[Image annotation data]
★ ★ ★
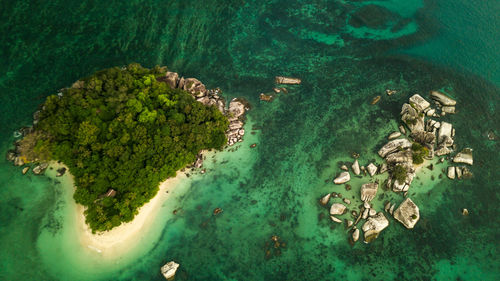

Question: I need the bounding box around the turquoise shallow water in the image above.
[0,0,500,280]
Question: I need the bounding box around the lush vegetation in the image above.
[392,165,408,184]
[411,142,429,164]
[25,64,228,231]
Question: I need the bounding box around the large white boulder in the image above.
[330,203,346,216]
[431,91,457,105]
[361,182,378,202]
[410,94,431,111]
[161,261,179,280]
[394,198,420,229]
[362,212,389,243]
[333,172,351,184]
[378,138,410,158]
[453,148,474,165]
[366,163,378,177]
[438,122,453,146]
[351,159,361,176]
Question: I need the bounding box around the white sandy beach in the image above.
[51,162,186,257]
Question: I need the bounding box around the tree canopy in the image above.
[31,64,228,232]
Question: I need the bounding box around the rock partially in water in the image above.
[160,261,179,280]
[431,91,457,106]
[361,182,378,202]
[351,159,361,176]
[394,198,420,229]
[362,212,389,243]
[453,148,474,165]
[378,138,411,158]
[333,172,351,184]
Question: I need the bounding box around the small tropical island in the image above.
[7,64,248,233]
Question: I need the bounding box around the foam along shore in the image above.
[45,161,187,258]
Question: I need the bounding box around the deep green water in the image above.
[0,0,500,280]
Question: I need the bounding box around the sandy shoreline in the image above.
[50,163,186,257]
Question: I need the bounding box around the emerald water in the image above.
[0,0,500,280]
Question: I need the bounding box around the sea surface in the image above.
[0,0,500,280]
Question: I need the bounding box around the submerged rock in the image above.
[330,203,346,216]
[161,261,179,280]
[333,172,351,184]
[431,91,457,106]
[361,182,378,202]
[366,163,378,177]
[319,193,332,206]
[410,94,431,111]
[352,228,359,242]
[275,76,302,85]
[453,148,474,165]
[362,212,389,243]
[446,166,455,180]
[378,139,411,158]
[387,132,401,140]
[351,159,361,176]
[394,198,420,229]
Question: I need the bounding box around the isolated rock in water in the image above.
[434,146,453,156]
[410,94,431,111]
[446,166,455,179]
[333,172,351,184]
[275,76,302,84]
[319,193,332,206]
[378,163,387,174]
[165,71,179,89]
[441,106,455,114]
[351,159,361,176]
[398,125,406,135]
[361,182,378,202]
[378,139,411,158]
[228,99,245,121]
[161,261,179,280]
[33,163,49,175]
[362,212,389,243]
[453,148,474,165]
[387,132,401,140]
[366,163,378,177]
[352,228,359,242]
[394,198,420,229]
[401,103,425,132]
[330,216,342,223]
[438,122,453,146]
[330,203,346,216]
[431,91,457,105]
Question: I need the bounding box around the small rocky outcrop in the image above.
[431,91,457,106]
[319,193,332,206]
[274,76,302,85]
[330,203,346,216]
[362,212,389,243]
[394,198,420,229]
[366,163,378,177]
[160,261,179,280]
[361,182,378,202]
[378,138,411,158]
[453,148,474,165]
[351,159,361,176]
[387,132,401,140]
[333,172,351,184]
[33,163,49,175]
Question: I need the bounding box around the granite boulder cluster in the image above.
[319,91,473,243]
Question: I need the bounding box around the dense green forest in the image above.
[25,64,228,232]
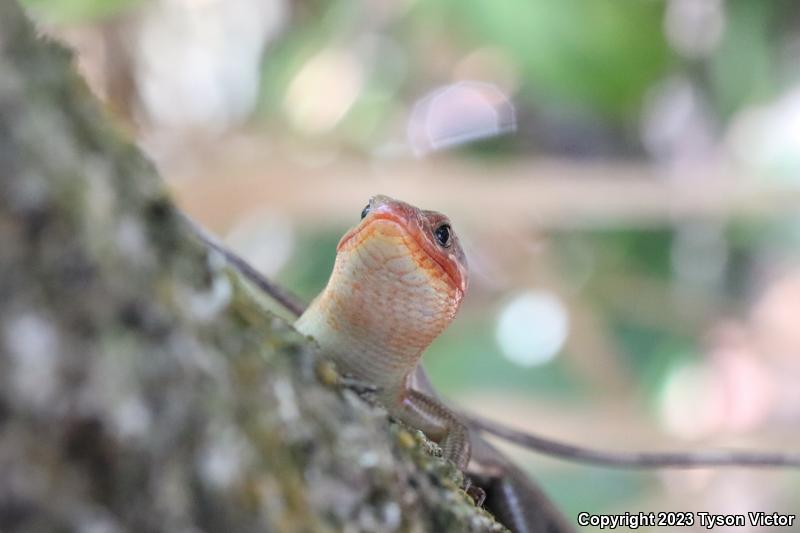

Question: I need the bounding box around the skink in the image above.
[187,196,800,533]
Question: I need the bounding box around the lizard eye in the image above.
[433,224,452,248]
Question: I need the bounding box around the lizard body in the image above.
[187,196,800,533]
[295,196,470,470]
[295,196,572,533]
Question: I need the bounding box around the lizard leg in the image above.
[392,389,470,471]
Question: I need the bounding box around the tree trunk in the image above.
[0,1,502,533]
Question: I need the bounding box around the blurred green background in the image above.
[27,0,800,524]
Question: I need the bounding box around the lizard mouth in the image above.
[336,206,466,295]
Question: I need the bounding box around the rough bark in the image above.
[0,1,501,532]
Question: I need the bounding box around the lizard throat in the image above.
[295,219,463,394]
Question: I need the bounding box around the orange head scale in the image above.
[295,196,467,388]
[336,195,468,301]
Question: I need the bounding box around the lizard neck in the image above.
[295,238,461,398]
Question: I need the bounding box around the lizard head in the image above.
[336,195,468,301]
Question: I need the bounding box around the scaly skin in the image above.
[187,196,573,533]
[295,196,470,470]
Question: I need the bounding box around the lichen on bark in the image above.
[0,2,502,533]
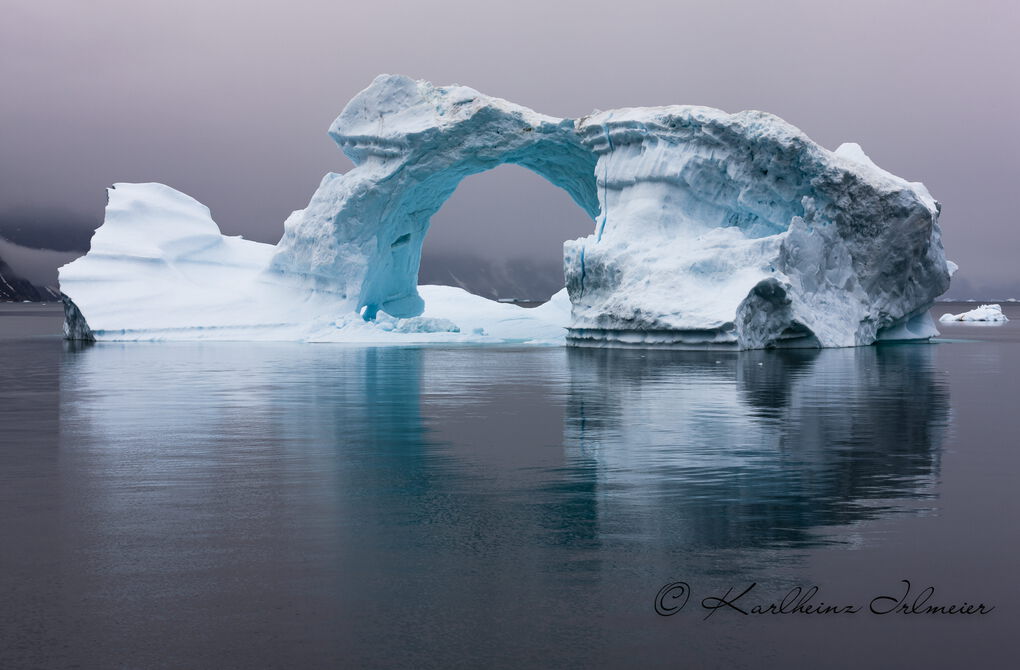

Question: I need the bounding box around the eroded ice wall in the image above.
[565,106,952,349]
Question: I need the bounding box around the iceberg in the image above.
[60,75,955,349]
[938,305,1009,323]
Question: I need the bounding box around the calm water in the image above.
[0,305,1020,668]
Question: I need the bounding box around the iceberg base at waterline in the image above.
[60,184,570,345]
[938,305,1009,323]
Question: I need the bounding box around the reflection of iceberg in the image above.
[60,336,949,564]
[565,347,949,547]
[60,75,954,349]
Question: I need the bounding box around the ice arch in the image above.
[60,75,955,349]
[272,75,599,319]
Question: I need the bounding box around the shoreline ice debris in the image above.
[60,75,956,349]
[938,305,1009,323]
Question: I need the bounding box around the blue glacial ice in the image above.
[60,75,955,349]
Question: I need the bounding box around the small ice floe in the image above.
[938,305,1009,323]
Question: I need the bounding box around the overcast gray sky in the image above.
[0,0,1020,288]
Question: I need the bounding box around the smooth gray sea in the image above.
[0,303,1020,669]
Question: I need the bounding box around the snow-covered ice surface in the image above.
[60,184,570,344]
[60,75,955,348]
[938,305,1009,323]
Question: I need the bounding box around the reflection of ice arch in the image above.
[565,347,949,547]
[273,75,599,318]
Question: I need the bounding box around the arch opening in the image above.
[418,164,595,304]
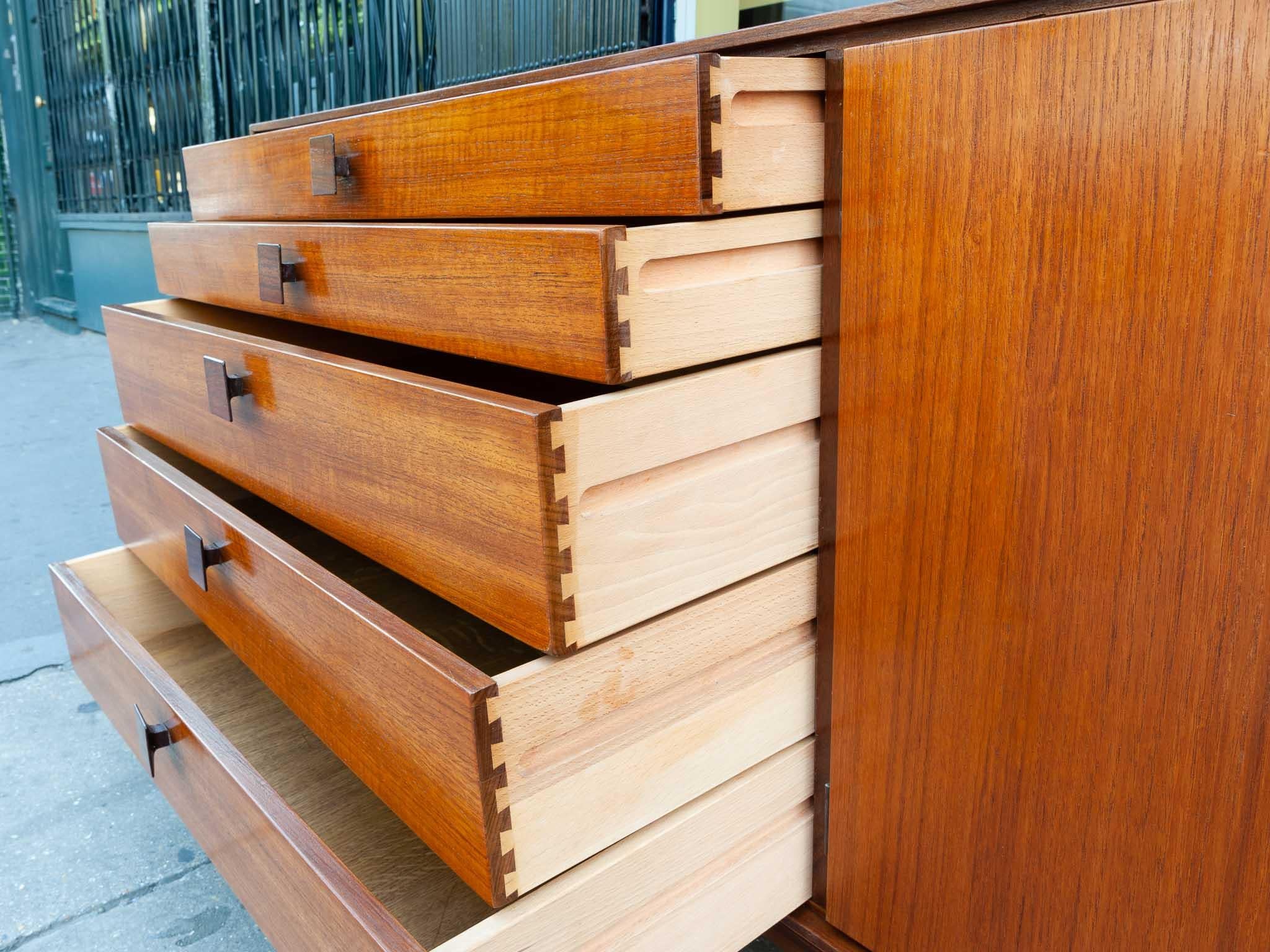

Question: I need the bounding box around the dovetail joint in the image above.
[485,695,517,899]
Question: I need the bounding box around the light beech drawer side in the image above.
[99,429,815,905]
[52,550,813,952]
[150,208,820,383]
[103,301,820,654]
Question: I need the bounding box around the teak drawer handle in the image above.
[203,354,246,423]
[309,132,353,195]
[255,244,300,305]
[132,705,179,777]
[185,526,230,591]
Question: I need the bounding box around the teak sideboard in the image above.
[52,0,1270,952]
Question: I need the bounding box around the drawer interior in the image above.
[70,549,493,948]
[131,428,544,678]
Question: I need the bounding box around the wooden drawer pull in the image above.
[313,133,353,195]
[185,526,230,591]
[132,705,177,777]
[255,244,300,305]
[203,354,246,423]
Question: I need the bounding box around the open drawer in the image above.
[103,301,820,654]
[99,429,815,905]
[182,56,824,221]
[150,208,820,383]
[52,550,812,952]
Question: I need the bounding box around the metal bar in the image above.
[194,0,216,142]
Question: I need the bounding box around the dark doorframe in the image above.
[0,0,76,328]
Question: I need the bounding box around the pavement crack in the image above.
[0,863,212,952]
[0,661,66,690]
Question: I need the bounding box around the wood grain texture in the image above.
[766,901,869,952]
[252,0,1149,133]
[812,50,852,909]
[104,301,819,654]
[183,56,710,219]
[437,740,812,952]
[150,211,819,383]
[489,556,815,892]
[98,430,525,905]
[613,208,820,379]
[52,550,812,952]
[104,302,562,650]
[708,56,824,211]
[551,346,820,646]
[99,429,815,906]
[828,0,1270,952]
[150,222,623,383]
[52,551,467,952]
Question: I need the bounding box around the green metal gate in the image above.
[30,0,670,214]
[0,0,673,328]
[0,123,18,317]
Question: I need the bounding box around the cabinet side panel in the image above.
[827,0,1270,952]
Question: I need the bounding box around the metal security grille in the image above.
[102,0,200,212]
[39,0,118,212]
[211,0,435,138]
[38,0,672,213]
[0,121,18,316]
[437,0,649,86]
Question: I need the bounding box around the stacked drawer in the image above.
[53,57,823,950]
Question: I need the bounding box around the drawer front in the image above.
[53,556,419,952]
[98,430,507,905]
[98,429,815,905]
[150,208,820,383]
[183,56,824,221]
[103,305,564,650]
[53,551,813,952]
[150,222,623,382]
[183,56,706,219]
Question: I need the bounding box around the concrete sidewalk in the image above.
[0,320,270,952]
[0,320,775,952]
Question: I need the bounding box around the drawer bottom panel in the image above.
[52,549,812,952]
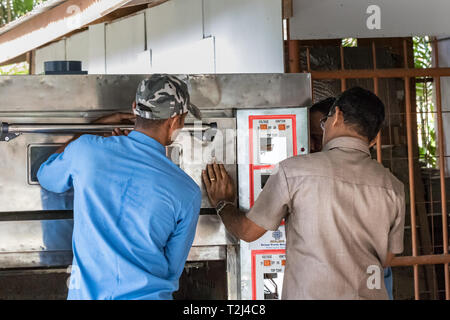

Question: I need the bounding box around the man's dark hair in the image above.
★ ★ ★
**THE EXERCISE**
Report every line of the records above that contains the word "metal".

**ANSWER TO THE EXERCISE**
Question: I need the bounding box around the metal bar in the image above.
Question: I need the bounding box around the green metal gate in the image above.
Question: I need the bounding box around the metal security grille in the image above.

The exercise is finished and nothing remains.